- Given problem:
Every line of the material that follows must be printed again exactly.
════════════════
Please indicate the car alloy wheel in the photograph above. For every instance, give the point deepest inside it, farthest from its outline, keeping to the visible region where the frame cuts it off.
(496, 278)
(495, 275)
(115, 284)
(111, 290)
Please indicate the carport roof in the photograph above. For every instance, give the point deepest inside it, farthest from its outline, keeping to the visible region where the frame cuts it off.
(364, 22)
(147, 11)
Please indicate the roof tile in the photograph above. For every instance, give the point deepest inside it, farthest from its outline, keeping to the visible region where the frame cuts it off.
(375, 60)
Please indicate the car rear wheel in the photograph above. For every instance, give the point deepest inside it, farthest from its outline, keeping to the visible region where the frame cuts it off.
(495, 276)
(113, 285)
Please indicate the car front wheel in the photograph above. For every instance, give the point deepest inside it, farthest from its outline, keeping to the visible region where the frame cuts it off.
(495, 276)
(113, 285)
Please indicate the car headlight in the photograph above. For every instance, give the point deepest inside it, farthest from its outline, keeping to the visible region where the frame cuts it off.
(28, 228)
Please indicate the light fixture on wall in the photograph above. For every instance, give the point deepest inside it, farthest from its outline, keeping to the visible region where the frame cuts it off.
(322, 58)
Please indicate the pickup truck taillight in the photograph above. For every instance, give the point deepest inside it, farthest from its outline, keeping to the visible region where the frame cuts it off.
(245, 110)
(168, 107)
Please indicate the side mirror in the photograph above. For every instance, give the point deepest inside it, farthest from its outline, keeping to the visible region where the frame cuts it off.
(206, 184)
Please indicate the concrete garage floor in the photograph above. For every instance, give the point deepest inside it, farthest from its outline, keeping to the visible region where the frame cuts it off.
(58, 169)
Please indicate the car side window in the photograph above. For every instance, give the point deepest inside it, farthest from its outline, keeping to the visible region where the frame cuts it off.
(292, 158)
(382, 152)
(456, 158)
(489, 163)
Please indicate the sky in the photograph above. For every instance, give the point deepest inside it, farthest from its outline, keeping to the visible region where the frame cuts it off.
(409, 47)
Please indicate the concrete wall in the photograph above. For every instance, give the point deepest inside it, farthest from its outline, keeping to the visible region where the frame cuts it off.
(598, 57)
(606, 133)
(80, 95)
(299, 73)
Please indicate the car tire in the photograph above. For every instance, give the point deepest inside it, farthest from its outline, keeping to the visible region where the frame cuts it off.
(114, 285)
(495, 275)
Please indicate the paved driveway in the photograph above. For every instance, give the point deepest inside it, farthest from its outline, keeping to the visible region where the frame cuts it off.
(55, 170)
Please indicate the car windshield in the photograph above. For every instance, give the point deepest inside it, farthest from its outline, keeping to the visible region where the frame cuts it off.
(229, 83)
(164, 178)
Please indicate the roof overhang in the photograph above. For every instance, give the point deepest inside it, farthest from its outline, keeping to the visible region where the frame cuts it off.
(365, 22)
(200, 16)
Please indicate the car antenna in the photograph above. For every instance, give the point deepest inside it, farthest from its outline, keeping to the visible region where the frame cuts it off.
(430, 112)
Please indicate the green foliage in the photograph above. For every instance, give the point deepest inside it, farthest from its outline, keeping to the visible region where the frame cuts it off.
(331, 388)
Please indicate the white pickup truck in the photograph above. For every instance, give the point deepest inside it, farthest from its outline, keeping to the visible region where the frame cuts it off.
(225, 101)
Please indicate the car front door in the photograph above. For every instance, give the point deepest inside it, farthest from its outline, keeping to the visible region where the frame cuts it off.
════════════════
- Task output:
Please indicate the car alloy wheel in the photograph above. For every instance, give the point deepest inside it, farthest from its outline, keeping to the visible region where the frame cuts it off.
(496, 278)
(495, 275)
(115, 284)
(111, 290)
Please indicate the carport roof in the photograph above. For every instance, give the point deepest inside it, farthest from its outline, keeping to the visible region where the frame cuts it off.
(364, 22)
(147, 11)
Please indicate the roof tile in the photograph above. For every instance, give the point deepest inside it, farthest from its outline, keeping to the visible region where the frame cuts it off.
(375, 60)
Please indicate the car rear wheel in the photograph above. For every instance, give the point deepest inside it, farthest from its outline, keeping to the visible region where the frame cuts it off.
(495, 276)
(113, 285)
Please indicate the car front wheel in the photograph above. For every instance, give the point deepest inside it, farthest from its outline, keeping to the visible region where the frame cuts it off.
(495, 276)
(113, 285)
Please indicate the car headlight in the photograph above. For every instance, give the point deepest inside it, farthest from its outline, keeping to the visible region where the frame cuts it off.
(28, 228)
Please indicate the light fixture on wall in the photograph above. For every instance, give the point deepest inside it, farthest from its outline, keeping to the visible region where the frame cuts it off.
(322, 58)
Please indicate the pickup truck taillight in the photograph above. For every instance, give the point deepest inside it, farthest from its outline, keeping to the visible region where the frame cuts it off.
(245, 110)
(168, 107)
Please indicate the side mirror in the photograph above. For every instance, give the point deepest inside it, farthest from its outline, keeping to the visible region where the frame cuts it off.
(206, 184)
Please indicate the concrete garage floor in the photograph above. For every instance, give the point deepest inside it, farthest from its outline, keeping to the visible region where the frame cuts it off.
(58, 169)
Please indicate the car side window in the photograph above. For every instance, give the point deepest inside it, farthest from its outline, keeping to the visible region where the frame cuts it off.
(292, 158)
(382, 152)
(456, 158)
(489, 163)
Please indicate the sky in the photograph above. For every instance, give the point deepest inside it, farthest from its outline, keeping to the visible region where the frame cuts it off.
(409, 47)
Please indicate the concrete wall in the photograph above. For every instance, give the point deepest inside it, farthest from its outline, keeping to the visible region where the frame cuts it off.
(598, 57)
(606, 133)
(80, 95)
(299, 73)
Please indicate the car tire in the photograph above. For every instance, give the point deepest inside it, farthest from its outline, keeping to the visible region where the frame cuts it off.
(114, 285)
(495, 275)
Please indicate the paved driveway in the photograph above. For every instance, give the point deepest inside it, farthest from its outline, keeping to the visible region where the frame cuts it off.
(55, 170)
Please indicate the car windshield in the photograph above. For every instance, give the point deepest inside it, farthest from its outline, keeping to the visible region where the frame cuts it off.
(229, 83)
(164, 178)
Please indicate the roof overhang in the photograph above. For every instance, give the point deepest inside it, farthest from its outline, keeping to the visible region where the frame cuts it off.
(365, 22)
(200, 16)
Please indicate the car antenna in the photograph above. For every instance, give the point deepest inside it, farthest from its outline, keeping to the visible region where the frame cuts it off.
(430, 112)
Please indicate the green foliage in the photograph above. For every instance, give the point deepest inside it, farthest from its outline, keeping to the visible region where the frame cuts it off.
(331, 388)
Please indicate the white pickup truck in the photograph above. For every instance, give the point deepest inside it, farthest from its outline, keeping to the visible region where the frame cuts it off.
(225, 101)
Please indicate the car front door in the photograph above. For every instance, give the point deepest inside it, farthest from its outline, keeping to the visible region where the frame cuts it off.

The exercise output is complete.